PROVIDED INFORMATION.
_____

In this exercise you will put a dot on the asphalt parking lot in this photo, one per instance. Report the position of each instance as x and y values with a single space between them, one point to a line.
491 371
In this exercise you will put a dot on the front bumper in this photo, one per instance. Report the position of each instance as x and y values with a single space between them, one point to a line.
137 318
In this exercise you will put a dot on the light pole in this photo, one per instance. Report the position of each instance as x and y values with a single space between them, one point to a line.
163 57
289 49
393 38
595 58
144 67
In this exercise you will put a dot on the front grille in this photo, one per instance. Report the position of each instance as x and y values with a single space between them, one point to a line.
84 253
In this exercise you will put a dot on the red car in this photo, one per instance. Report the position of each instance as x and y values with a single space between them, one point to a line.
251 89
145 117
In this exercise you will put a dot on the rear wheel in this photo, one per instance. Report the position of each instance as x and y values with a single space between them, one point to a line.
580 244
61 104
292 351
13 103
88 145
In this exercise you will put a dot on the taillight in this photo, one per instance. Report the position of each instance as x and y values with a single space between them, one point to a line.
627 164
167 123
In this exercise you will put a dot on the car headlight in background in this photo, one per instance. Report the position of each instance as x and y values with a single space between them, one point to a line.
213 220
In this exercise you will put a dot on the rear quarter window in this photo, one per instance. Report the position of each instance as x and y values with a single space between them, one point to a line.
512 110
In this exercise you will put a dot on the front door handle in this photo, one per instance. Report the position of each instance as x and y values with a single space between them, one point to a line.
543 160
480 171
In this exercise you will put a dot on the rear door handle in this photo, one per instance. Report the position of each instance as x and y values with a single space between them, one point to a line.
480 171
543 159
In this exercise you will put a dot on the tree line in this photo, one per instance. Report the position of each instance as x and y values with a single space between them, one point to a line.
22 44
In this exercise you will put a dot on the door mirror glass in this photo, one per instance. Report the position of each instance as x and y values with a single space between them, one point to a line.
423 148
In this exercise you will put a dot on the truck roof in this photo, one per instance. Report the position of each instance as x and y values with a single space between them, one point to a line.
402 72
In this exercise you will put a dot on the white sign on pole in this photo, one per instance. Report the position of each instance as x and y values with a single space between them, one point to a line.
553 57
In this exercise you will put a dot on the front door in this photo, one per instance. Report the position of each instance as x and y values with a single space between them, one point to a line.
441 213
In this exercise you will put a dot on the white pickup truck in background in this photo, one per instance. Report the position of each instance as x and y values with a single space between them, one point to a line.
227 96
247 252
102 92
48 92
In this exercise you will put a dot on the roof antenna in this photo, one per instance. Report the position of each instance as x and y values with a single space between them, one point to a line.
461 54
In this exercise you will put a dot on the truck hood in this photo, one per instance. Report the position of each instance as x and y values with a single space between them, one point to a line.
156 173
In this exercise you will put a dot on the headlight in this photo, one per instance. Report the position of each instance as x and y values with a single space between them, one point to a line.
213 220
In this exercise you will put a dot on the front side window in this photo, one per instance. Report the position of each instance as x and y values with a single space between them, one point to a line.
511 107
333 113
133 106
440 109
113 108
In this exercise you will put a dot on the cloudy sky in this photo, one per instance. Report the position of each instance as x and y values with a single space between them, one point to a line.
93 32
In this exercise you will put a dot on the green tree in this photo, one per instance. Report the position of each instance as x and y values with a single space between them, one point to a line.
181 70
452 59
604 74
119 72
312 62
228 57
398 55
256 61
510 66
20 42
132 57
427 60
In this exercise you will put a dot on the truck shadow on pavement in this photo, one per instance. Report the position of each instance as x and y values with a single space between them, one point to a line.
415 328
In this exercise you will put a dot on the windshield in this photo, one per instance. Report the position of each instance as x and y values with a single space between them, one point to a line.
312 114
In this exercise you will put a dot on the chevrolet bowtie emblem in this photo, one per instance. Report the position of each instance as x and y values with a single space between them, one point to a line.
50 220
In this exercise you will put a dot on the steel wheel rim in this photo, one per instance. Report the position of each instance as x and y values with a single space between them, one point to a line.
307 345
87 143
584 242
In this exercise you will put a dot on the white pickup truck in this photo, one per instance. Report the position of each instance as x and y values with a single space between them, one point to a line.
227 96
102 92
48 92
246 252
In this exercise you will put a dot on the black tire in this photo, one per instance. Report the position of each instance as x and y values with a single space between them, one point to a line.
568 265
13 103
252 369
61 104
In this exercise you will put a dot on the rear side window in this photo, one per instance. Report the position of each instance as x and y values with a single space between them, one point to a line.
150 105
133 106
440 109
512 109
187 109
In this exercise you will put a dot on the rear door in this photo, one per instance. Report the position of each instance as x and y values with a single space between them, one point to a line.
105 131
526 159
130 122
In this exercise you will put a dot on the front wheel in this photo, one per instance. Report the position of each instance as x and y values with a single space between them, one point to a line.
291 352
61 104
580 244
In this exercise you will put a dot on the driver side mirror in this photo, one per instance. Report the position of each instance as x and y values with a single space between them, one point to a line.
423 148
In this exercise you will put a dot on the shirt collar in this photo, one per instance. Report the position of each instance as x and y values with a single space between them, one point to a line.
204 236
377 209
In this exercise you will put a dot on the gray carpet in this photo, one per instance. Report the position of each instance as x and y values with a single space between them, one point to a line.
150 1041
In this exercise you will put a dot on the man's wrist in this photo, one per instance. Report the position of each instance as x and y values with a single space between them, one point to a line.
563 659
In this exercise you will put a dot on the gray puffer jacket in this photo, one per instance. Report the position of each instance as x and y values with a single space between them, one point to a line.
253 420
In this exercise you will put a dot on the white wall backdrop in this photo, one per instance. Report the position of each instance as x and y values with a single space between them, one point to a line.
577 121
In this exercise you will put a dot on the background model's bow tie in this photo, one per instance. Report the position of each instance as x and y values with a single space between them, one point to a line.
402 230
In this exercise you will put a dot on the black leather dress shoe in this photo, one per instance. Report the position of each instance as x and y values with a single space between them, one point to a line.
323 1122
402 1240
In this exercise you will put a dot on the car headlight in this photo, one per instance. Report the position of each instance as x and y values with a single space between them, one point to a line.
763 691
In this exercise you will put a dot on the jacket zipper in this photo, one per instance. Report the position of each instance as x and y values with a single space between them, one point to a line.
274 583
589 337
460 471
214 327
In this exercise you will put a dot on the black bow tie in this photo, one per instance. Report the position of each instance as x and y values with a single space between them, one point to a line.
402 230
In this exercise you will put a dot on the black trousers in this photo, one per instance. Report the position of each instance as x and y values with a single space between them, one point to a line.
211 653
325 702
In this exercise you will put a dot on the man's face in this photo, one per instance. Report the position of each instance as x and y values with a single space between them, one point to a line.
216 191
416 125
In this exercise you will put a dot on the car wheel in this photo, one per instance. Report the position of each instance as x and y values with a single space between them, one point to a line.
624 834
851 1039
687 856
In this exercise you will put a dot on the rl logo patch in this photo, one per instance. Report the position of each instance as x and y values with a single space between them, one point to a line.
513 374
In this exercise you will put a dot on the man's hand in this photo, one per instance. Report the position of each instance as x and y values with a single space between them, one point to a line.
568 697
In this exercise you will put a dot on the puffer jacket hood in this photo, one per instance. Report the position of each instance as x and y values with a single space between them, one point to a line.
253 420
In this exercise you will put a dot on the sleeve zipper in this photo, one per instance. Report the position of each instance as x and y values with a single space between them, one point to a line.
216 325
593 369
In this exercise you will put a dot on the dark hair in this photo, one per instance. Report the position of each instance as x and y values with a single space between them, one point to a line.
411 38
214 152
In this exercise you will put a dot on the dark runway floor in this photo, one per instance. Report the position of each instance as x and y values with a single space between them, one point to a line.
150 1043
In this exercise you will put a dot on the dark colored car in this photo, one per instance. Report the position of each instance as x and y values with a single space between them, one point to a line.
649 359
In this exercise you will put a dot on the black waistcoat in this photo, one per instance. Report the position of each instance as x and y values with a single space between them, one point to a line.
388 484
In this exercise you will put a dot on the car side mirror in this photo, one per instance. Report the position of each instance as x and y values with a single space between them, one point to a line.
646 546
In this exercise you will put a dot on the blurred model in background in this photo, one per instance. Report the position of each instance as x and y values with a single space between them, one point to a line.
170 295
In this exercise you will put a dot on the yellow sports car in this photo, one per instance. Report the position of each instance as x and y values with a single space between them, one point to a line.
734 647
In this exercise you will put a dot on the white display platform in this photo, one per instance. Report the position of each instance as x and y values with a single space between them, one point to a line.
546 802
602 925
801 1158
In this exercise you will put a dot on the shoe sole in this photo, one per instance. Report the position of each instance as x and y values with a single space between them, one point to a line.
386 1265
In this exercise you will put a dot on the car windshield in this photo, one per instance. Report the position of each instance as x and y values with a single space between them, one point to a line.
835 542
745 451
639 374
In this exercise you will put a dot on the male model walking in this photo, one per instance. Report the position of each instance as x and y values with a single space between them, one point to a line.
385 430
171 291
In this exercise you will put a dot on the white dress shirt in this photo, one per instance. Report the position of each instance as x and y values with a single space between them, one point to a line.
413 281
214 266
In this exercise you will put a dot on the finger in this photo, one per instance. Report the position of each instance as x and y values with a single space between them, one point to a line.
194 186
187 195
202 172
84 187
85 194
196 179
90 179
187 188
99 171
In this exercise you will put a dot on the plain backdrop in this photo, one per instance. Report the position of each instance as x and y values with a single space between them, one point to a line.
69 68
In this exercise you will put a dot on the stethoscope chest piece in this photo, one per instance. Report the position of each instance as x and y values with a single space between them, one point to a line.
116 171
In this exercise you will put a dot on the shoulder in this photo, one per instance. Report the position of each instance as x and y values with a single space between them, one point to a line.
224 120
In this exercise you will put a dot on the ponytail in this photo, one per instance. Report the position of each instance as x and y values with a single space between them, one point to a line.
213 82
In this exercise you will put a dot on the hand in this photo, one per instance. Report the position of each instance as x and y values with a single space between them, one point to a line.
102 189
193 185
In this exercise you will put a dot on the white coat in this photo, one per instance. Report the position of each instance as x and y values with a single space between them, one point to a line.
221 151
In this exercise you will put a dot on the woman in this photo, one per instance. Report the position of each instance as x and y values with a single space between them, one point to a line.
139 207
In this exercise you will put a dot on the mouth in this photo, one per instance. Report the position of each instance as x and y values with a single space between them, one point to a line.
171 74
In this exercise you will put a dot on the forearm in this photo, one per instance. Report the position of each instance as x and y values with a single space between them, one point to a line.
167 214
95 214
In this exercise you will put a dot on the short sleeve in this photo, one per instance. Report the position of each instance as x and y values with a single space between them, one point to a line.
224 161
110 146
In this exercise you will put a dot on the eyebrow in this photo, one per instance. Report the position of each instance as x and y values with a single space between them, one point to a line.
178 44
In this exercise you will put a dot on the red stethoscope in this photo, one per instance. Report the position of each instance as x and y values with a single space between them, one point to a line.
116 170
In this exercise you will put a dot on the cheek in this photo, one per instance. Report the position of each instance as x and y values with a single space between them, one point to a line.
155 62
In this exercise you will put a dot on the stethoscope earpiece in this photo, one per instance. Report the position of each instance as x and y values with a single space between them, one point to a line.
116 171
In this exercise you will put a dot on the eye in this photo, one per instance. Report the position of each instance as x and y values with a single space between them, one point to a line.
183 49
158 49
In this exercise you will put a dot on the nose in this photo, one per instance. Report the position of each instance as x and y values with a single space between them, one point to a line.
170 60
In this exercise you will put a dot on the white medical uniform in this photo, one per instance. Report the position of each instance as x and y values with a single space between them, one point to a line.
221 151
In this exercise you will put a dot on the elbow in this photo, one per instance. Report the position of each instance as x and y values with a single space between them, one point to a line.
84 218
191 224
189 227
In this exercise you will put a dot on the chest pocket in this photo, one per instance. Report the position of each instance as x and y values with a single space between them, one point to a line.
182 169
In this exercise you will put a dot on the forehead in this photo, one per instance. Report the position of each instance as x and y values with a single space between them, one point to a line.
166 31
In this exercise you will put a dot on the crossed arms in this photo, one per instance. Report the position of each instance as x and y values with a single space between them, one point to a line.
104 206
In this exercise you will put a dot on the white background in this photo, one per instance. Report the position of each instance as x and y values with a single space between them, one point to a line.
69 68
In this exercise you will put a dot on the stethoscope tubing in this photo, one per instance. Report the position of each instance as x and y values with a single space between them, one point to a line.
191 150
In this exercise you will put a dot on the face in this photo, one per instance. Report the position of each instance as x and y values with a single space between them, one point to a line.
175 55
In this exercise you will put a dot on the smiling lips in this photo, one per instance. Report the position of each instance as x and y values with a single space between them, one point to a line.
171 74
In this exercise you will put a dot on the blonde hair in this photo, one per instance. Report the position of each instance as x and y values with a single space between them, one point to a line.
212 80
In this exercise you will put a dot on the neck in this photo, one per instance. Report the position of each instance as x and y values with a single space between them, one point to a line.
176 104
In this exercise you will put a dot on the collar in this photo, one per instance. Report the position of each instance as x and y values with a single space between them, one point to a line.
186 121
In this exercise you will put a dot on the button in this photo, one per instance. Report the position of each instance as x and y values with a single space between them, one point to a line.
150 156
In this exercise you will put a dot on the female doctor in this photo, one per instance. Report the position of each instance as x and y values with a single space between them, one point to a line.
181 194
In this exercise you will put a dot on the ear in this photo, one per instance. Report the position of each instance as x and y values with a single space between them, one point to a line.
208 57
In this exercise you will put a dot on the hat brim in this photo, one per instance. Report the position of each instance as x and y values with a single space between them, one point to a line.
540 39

_____

WORK TO BE COMPLETED. Give back exactly the lines from the line holding "In this exercise you will put a dot on the neck" through the last line of the listing, including both.

RESULT FOR THIS TASK.
In this exercise you will put a dot on the neck in this photo, one per instance. Report the position of each instance as x and y values with a single space between them, one point to a line.
176 104
In this exercise you will put a dot on the collar in this photo, one per instance. Report the position of each instance as x and y values with a single space between them, one point to a line.
186 121
In this exercise you will put a dot on the button in this photo, one per instance. Report the position of each instance as x and y values with a single space between them, one point to a line.
150 156
In this exercise you will put a dot on the female doctor in this photo, one per instance. Report the position of each instance as x and y values with a single space between them, one point to a line.
181 194
In this exercise you will put a dot on the ear in this photo, one per instance. Report the position of each instance as x and y values with a single space between them, one point to a line.
208 57
In this exercise you will put a dot on the hat brim in this photo, one per instance. Report the position of each instance as x and y values with a single space between them, one point to a line.
540 39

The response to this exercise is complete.